The data =
** begin **
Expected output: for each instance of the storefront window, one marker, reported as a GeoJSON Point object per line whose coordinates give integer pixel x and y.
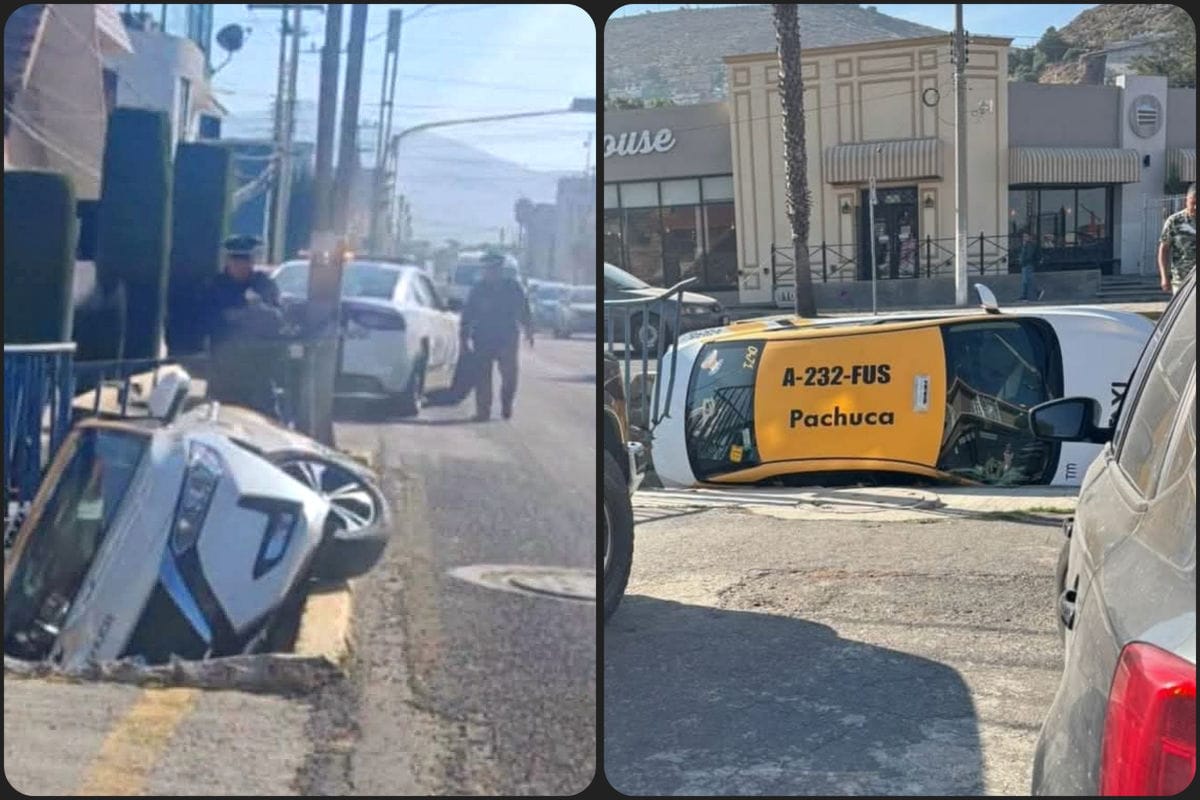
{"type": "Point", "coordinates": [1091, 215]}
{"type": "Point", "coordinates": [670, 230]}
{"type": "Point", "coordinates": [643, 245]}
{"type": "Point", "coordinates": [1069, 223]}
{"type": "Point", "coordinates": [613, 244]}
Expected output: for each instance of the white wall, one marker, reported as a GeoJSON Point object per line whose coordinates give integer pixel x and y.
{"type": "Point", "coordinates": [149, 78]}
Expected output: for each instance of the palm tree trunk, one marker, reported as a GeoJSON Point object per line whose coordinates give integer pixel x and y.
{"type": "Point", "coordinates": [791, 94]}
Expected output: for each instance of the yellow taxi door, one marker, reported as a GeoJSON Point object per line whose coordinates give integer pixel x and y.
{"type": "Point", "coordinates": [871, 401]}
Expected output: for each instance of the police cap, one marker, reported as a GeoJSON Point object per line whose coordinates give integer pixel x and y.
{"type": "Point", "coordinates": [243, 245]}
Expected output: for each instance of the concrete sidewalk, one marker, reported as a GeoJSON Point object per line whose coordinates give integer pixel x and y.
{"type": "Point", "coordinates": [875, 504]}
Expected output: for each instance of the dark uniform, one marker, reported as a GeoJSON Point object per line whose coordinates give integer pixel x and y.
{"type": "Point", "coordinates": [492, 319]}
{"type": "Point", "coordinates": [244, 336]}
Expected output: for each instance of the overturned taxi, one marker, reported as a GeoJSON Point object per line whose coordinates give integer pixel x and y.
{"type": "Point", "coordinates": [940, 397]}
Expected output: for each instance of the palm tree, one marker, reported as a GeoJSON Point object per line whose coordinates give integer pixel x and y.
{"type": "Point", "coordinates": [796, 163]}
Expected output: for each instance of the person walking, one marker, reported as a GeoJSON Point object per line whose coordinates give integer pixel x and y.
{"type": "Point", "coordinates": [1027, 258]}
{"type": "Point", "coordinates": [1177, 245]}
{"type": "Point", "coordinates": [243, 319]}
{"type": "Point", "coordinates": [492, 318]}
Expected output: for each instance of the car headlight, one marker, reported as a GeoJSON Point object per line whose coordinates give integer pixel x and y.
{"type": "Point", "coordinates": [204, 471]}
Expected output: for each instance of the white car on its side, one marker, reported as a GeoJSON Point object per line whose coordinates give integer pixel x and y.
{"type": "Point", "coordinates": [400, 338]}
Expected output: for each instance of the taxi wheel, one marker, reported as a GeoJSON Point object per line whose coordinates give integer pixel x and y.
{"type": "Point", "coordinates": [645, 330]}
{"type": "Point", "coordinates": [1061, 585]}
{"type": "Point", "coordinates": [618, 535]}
** end **
Work to be completed = Omitting all images, print the listing exactly.

The response =
Expected output: for each instance of the storefront window, one marker, reported as a GeoJSON Point object per line whose coordinates give integer pixel x and y.
{"type": "Point", "coordinates": [1091, 215]}
{"type": "Point", "coordinates": [670, 230]}
{"type": "Point", "coordinates": [643, 245]}
{"type": "Point", "coordinates": [1069, 223]}
{"type": "Point", "coordinates": [613, 244]}
Expected output: for each instance of the white wall, one marker, reported as a GeoJSON Point object per line whose coordinates give integer pixel x and y.
{"type": "Point", "coordinates": [149, 78]}
Expected output: for each instance of the palm tree trunk, one marker, reported as a GeoJSON Point object per line whose coordinates give integer pixel x and y.
{"type": "Point", "coordinates": [791, 94]}
Expected output: for each instance of the yellow taxi door, one marker, reported as a GeoJSON Point object per line whose coordinates give integer pixel x and y.
{"type": "Point", "coordinates": [871, 401]}
Expected output: for each instance of the police cap, one marker, reported as a GeoJSON Point object per line whose coordinates give integer pixel x and y.
{"type": "Point", "coordinates": [243, 245]}
Expected output: for each instance of the concrete sidewalk, one marker, reported as a GeoJSON Point object per line whose coordinates give integer pixel x and y.
{"type": "Point", "coordinates": [875, 504]}
Expected output: for each instance of the dark uniform, one marker, reported as a GeoJSON Point object per line whose coordinates give integer pixel x and y.
{"type": "Point", "coordinates": [492, 319]}
{"type": "Point", "coordinates": [244, 336]}
Expected output: for each instance of the overturned taxi, one marker, reported as a GeoJSON Point object per line whose coordinates give integer pixel x and y.
{"type": "Point", "coordinates": [940, 397]}
Expected output: for each instance of the palm tree, one marker, reported as a GeoJSON Point object per line whose coordinates give integer pixel x and y.
{"type": "Point", "coordinates": [796, 163]}
Expected output: for each instance of the person walking, one marker, reported as a GeoJSON Point object per line whose coordinates give integer pixel x and y.
{"type": "Point", "coordinates": [1027, 258]}
{"type": "Point", "coordinates": [1177, 245]}
{"type": "Point", "coordinates": [243, 319]}
{"type": "Point", "coordinates": [492, 318]}
Expected output: for each instance of the car headlight, one marker, reported as a GeoJSON Point object per line whose coordinates give integer pixel x and y.
{"type": "Point", "coordinates": [204, 471]}
Expected output: for each instance of the white car on its side, one marker, reported as a GeoJSON Point object per line whose coordinates give integer pixel x and y.
{"type": "Point", "coordinates": [400, 338]}
Expected output: for each instance of the taxi wheel, one marker, reported as a GeoJSON Point object per line whose coordinates give integer pixel x and y.
{"type": "Point", "coordinates": [645, 330]}
{"type": "Point", "coordinates": [1061, 585]}
{"type": "Point", "coordinates": [618, 535]}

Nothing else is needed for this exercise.